» Selected text
────────

Both the Florida House and Senate have released their proposed spending plans for the year ahead.

The budgets are full of money for everything from education to road construction, but there's a growing controversy over the money that's not there.

The stage is now set for a showdown over Medicaid expansion. There's a reason why the budget plan unveiled by the Florida Senate is $5 billion bigger than the House version: it includes money for expansion, while the House version doesn't touch it.

For two years now, House Republican leaders have been refusing to accept more than $50 billion in federal funding to cover around 1 million uninsured Floridians.

Now, in what amounts to a penalty, Washington is pledging to revoke $1.3 billion in hospital funding, and that could throw the state budget into red.

That's why Senate Republicans have come up with a Medicaid expansion plan to take that federal money and use it to buy private health insurance policies. But the House won't even go for that, a position underscored by the $76 billion budget it came out with on Friday.

────────

Image point grounding data:
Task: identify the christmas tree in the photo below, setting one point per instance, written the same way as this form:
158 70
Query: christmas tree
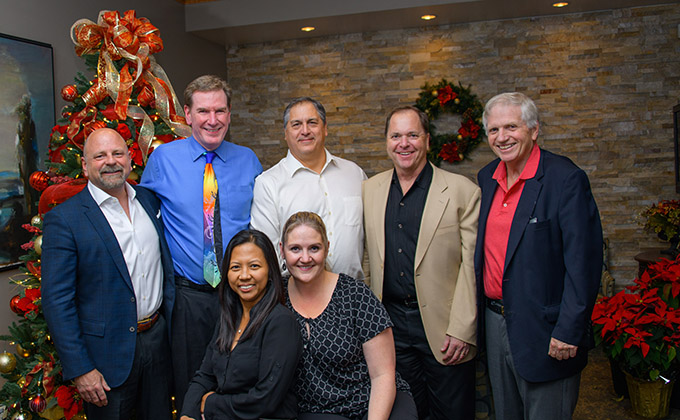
130 93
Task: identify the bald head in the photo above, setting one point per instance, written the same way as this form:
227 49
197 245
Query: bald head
106 160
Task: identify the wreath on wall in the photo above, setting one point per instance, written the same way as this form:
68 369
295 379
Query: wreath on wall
446 97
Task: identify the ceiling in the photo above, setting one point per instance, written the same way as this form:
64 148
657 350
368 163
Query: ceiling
238 22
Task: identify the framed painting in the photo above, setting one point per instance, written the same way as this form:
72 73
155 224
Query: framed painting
26 119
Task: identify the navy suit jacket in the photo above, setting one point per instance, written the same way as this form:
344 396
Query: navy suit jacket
552 266
87 294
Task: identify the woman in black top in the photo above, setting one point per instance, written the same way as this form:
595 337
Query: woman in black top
347 369
249 366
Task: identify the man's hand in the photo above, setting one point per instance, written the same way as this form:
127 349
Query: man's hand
454 350
561 350
92 387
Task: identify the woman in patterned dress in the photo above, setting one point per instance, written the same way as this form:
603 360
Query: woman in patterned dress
347 370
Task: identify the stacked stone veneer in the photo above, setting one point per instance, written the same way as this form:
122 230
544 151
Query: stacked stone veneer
605 84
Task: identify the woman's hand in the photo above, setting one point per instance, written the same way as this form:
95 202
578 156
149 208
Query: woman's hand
381 361
205 397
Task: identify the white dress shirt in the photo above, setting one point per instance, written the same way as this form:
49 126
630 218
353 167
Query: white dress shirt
139 243
335 194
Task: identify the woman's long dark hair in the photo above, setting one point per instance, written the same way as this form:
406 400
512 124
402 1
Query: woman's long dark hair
232 310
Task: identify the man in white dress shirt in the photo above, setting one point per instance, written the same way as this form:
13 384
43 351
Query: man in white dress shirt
108 288
310 178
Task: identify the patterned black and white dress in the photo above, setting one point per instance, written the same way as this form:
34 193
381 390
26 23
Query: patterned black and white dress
332 376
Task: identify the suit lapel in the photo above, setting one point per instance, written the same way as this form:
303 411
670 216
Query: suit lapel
103 229
435 204
488 190
525 208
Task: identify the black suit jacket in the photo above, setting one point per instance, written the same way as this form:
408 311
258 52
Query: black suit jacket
552 267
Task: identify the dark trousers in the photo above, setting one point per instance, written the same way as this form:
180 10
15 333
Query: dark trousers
145 394
194 318
441 392
403 409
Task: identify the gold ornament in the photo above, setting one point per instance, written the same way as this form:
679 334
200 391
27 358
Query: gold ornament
22 351
36 220
37 244
22 415
7 362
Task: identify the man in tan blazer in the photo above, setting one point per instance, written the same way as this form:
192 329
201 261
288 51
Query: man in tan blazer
421 228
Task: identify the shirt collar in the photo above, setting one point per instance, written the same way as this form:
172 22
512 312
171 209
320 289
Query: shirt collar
529 171
423 180
100 195
293 165
197 150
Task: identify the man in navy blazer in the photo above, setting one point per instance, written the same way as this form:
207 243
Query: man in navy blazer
108 288
538 265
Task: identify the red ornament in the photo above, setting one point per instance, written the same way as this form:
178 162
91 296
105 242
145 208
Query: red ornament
13 305
38 180
69 93
37 404
146 97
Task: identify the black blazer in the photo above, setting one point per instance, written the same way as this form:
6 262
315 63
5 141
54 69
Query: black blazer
552 267
255 379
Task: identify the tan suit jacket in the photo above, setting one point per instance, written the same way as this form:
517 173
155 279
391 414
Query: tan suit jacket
444 260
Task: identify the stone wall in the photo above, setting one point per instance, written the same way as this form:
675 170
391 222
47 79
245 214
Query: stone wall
605 83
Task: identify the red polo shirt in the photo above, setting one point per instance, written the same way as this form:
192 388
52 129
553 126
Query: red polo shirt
499 221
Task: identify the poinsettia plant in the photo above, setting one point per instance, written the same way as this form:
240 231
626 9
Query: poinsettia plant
639 327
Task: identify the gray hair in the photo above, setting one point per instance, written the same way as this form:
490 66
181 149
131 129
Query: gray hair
529 110
319 109
207 83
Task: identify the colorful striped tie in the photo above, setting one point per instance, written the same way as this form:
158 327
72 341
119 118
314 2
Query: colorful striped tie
211 271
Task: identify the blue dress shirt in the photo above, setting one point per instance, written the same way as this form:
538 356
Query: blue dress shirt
174 172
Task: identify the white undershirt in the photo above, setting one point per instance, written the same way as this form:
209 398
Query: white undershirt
138 240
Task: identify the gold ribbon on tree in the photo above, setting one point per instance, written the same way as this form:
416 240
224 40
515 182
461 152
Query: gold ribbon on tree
117 37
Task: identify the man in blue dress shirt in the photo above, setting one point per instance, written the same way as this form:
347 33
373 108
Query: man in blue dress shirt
175 173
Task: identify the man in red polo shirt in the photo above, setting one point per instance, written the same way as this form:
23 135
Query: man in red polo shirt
538 263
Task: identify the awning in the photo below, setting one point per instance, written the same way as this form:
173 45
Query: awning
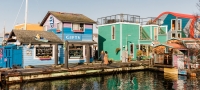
82 42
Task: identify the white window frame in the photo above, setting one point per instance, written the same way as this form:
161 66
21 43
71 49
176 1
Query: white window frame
175 24
180 35
156 33
53 51
113 32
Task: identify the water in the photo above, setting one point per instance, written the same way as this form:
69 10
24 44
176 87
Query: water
141 80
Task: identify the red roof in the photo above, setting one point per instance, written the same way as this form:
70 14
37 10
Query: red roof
176 46
180 15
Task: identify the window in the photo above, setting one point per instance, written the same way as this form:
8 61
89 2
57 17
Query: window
58 26
173 24
166 49
179 35
155 33
78 27
44 52
132 49
173 35
75 52
45 28
113 33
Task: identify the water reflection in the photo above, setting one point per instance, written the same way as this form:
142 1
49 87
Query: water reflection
142 80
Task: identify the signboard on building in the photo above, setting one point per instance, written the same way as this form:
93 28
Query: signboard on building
73 37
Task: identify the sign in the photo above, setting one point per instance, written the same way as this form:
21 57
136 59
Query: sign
28 52
51 21
1 52
73 37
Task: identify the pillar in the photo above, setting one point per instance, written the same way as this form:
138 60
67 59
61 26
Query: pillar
66 54
56 54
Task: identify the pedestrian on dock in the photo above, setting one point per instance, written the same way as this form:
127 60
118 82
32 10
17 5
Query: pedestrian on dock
102 57
106 58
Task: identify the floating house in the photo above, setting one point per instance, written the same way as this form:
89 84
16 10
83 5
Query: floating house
27 47
179 25
77 29
122 35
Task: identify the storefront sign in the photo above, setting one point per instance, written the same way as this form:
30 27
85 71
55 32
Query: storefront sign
73 37
51 21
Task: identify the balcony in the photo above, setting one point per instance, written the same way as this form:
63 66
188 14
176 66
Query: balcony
118 18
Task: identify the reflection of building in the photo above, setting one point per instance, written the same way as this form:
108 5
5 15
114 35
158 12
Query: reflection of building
23 49
179 25
77 29
29 27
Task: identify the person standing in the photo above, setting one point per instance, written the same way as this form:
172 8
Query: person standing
106 58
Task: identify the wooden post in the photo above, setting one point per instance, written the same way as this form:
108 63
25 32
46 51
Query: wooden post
88 53
66 54
56 54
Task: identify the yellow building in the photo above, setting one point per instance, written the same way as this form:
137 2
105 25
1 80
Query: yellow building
29 27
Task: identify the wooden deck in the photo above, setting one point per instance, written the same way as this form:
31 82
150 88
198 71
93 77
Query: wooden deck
52 71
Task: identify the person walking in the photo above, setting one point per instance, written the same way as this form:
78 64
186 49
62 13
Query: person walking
102 57
106 58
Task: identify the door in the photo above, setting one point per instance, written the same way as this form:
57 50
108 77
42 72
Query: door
8 57
17 57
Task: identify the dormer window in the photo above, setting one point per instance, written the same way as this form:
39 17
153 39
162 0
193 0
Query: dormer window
78 27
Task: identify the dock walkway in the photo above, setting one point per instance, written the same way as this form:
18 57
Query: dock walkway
52 71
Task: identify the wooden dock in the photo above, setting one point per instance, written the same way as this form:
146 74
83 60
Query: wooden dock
10 76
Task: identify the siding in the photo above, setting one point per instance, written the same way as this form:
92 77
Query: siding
133 30
29 60
147 30
105 43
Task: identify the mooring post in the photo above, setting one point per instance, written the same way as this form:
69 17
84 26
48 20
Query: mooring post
56 54
66 54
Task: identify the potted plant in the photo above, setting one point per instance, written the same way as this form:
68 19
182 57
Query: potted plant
139 54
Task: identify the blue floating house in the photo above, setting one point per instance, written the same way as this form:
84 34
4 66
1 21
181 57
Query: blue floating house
26 47
77 29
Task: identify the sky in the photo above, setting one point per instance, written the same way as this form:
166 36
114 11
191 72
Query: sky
11 14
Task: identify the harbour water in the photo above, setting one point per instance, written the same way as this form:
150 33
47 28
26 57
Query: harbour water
140 80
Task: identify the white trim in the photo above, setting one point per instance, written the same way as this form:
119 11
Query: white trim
175 24
156 32
34 51
133 49
149 25
121 40
180 35
113 26
117 23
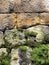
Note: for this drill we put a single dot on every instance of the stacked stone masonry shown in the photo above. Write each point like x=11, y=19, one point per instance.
x=24, y=27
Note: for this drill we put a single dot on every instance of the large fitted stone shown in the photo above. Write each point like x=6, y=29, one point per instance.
x=4, y=6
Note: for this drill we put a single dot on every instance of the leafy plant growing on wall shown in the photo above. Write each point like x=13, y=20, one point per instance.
x=4, y=59
x=39, y=55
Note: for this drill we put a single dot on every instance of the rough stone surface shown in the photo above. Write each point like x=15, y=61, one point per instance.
x=1, y=39
x=24, y=26
x=22, y=20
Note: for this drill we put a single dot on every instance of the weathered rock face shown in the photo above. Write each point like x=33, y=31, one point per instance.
x=22, y=20
x=24, y=5
x=14, y=37
x=4, y=6
x=24, y=32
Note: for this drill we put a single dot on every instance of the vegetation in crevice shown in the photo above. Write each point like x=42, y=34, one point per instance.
x=39, y=55
x=5, y=59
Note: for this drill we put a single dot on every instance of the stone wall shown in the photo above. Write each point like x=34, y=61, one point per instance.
x=24, y=26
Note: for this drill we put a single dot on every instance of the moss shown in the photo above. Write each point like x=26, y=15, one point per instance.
x=4, y=60
x=39, y=56
x=23, y=48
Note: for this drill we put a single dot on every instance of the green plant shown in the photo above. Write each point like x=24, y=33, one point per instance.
x=23, y=48
x=39, y=55
x=4, y=60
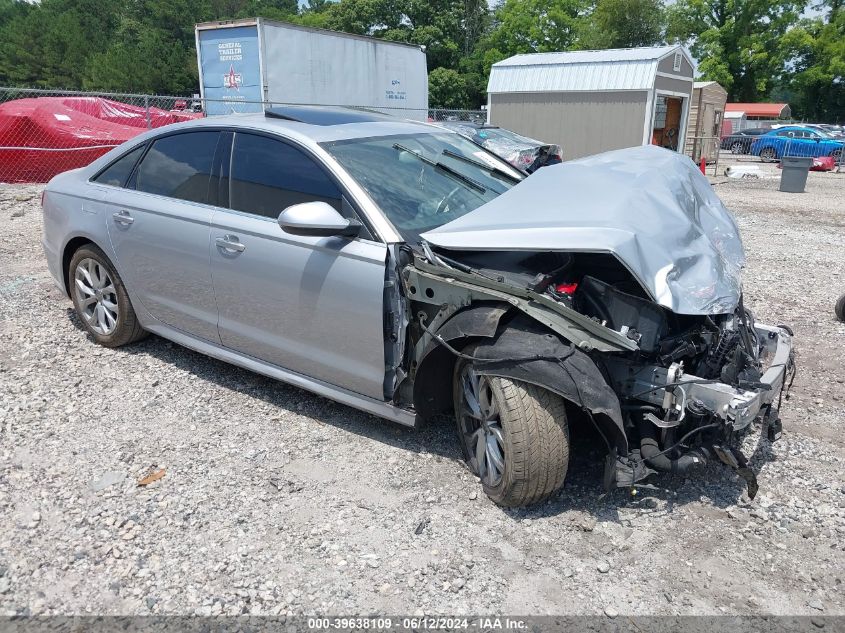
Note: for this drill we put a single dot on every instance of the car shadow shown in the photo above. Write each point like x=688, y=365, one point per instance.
x=661, y=494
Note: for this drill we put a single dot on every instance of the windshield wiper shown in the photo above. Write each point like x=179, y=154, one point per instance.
x=487, y=168
x=443, y=167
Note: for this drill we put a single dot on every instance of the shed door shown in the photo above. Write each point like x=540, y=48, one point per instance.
x=667, y=121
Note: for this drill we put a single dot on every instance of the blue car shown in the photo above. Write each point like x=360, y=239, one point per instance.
x=796, y=140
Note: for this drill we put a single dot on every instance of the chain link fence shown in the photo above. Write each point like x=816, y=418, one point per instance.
x=46, y=132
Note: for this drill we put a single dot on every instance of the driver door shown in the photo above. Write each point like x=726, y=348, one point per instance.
x=312, y=305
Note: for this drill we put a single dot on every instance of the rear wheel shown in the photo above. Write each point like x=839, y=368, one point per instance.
x=768, y=155
x=100, y=299
x=514, y=436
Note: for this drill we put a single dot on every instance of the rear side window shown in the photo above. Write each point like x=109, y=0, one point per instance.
x=179, y=166
x=267, y=176
x=118, y=172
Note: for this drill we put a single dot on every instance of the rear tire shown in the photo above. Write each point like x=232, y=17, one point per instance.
x=527, y=425
x=100, y=299
x=768, y=155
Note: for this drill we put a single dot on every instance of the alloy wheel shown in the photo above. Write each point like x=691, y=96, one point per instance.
x=96, y=296
x=481, y=427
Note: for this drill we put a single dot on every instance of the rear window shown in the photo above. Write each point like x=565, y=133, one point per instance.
x=179, y=166
x=118, y=172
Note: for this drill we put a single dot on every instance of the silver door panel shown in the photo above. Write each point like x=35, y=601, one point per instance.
x=162, y=251
x=311, y=305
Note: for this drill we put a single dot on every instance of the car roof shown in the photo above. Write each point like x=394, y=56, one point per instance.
x=794, y=128
x=474, y=124
x=318, y=123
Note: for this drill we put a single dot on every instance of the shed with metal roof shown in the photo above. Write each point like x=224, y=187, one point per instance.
x=593, y=101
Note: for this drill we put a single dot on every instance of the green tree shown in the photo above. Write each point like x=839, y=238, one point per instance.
x=535, y=26
x=623, y=24
x=448, y=88
x=816, y=76
x=738, y=43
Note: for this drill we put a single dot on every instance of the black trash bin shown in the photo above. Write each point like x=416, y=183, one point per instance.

────────

» Activity 1
Answer these from the Florida budget report:
(a) By how much is the Senate's budget plan bigger than the House version?
(b) How much federal funding have House Republican leaders refused, and about how many uninsured Floridians would it cover?
(c) What is the total of the budget the House released on Friday?
» Activity 2
Resume the Florida budget report after its final sentence and carry the account of the Medicaid expansion standoff forward.

» Expected output 1
(a) $5 billion.
(b) More than $50 billion, covering around 1 million uninsured Floridians.
(c) $76 billion.

» Expected output 2
If the federal government does make good on its threat and revoke that $1.3 billion, it could be a critical bargaining chip when it comes time to hammer out a final budget.

Essentially, the House would have a hard choice to make: either expand Medicaid or deal with a deficit that could make a passing GOP tax cut package difficult, if not impossible.

Environmental advocates are upset with both chambers. They say there's too little money for Amendment 1, which is the measure voters passed last fall that mandated $10 billion to be spent on the environment over the next 20 years.

The Senate budget would slash the current land buying program by 84 percent.